- **REQUIREMENT**:
Pick out every line in the items below that contains the word "Category" and copy each of those lines.

- **INPUT**:
#####

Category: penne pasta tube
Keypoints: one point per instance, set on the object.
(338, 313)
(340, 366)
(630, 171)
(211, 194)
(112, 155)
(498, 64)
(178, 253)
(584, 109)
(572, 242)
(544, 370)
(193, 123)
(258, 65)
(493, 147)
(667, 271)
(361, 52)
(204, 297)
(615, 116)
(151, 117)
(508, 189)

#####

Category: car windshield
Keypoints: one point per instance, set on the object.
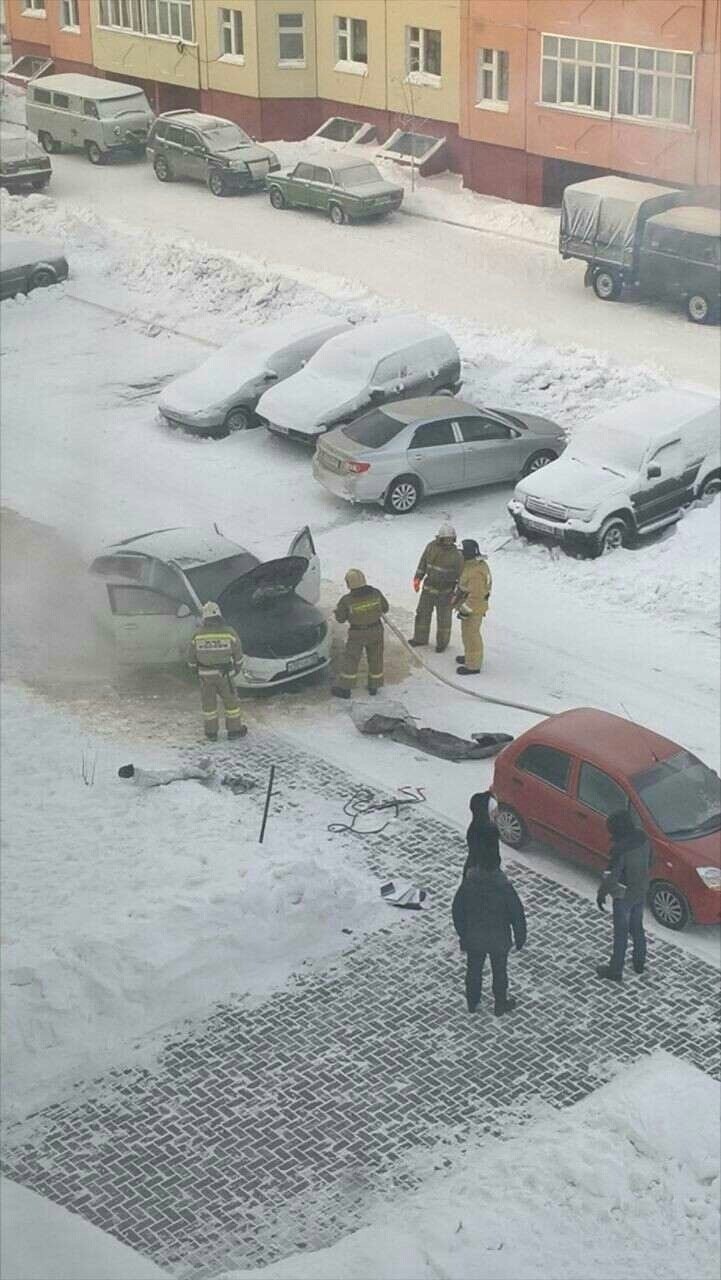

#####

- **WORKED ANSWER**:
Category: penne pasta tube
Category: car windshield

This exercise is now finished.